Scale the data from the line containing "Point to the unopened" through the end of the data, inclusive. Reproduce every line, requests included, and multiply each answer coordinate by 0.25, rounding to whole numbers with halves rounded up. Leave the format sample coordinates unchanged.
______
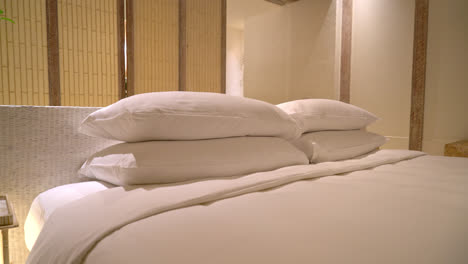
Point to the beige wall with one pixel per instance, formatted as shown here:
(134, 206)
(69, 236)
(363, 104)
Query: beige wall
(290, 52)
(235, 61)
(381, 65)
(446, 106)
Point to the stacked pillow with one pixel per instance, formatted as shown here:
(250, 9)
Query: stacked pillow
(183, 136)
(332, 130)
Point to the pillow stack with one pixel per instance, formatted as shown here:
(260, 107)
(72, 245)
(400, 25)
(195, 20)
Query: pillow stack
(332, 130)
(184, 136)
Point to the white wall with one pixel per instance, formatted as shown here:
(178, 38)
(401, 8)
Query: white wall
(290, 52)
(235, 61)
(381, 65)
(446, 106)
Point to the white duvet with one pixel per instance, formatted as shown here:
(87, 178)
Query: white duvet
(387, 207)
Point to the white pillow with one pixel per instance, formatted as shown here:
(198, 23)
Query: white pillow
(188, 116)
(155, 162)
(338, 145)
(325, 114)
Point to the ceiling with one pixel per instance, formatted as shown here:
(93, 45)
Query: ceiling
(239, 10)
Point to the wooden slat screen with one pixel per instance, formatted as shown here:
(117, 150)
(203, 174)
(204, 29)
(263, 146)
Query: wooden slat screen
(203, 46)
(88, 52)
(156, 45)
(23, 53)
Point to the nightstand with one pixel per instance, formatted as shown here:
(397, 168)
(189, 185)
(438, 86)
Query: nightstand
(5, 228)
(457, 149)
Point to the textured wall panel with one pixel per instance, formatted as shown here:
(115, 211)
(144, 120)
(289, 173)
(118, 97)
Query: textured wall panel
(23, 53)
(156, 50)
(88, 52)
(204, 49)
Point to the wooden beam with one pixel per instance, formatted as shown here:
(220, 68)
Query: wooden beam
(130, 50)
(182, 45)
(419, 74)
(346, 37)
(53, 64)
(281, 2)
(121, 48)
(223, 44)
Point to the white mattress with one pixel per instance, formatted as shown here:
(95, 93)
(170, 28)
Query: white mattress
(46, 203)
(411, 211)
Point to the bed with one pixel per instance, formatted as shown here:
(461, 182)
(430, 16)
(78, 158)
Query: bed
(387, 206)
(412, 208)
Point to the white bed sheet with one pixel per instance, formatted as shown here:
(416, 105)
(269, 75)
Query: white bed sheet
(46, 203)
(411, 211)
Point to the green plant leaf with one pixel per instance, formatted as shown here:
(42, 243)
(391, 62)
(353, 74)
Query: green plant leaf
(7, 19)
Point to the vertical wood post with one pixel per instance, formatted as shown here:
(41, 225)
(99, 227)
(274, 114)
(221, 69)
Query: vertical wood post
(53, 63)
(182, 45)
(121, 48)
(419, 74)
(130, 50)
(223, 44)
(346, 37)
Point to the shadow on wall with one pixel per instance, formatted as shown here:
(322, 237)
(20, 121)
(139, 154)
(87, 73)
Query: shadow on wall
(290, 52)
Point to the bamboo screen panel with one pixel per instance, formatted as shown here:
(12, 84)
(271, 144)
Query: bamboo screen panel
(88, 52)
(204, 29)
(156, 52)
(23, 53)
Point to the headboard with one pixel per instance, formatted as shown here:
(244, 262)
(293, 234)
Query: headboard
(40, 148)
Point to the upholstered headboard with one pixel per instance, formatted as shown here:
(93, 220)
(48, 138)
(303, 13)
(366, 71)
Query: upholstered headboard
(40, 148)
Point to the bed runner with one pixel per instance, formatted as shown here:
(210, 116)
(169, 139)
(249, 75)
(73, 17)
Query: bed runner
(72, 231)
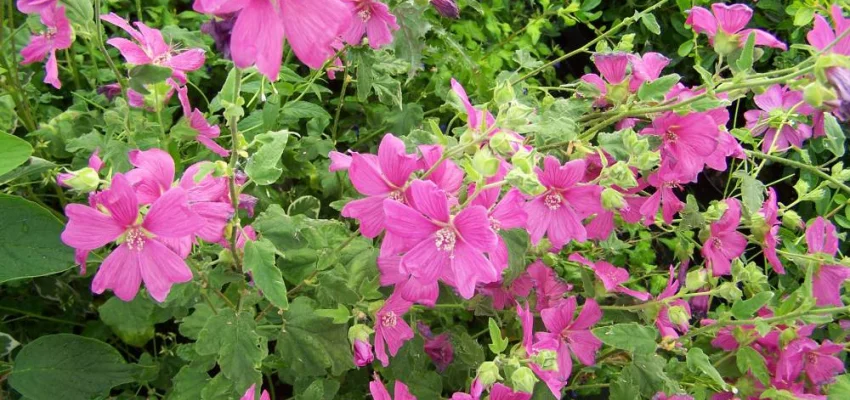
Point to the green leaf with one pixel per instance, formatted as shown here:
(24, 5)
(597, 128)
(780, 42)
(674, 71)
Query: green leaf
(29, 241)
(264, 167)
(68, 367)
(239, 350)
(744, 309)
(147, 74)
(7, 344)
(745, 61)
(311, 344)
(835, 139)
(655, 90)
(698, 362)
(498, 344)
(132, 321)
(259, 260)
(630, 336)
(748, 359)
(648, 20)
(840, 389)
(14, 151)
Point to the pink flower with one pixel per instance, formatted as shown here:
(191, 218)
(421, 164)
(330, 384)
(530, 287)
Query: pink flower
(818, 361)
(770, 212)
(309, 26)
(371, 18)
(446, 247)
(725, 27)
(774, 103)
(559, 211)
(363, 353)
(438, 347)
(506, 214)
(57, 36)
(150, 48)
(205, 132)
(252, 391)
(379, 391)
(502, 392)
(667, 327)
(391, 330)
(686, 141)
(614, 69)
(140, 255)
(828, 279)
(612, 277)
(665, 180)
(549, 289)
(571, 335)
(35, 6)
(379, 177)
(724, 243)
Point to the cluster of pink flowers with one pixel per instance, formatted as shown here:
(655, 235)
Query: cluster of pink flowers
(154, 222)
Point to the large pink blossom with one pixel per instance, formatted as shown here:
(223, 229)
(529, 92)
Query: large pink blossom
(391, 330)
(571, 334)
(775, 103)
(817, 360)
(828, 278)
(140, 256)
(725, 243)
(205, 133)
(57, 36)
(725, 26)
(559, 211)
(446, 247)
(379, 177)
(310, 27)
(379, 391)
(149, 47)
(686, 141)
(252, 391)
(612, 277)
(373, 19)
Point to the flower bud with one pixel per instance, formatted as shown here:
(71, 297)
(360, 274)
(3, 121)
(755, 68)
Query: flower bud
(484, 163)
(504, 93)
(488, 373)
(547, 360)
(792, 220)
(85, 180)
(612, 199)
(523, 380)
(446, 8)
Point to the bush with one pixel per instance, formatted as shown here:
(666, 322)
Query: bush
(321, 199)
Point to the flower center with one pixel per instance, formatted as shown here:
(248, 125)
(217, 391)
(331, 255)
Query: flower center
(445, 239)
(495, 224)
(553, 201)
(136, 239)
(389, 319)
(397, 196)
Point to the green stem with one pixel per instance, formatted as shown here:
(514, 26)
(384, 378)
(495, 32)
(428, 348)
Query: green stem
(626, 22)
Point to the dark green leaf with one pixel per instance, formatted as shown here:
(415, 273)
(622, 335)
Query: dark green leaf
(29, 241)
(68, 367)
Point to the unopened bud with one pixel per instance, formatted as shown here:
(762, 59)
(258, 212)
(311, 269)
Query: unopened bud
(523, 380)
(488, 373)
(85, 180)
(612, 199)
______
## Output below
Point to the unopened bud with one pixel per instance, formatted as shown here:
(762, 59)
(258, 212)
(311, 269)
Query: unopened bud
(131, 95)
(122, 93)
(21, 45)
(153, 50)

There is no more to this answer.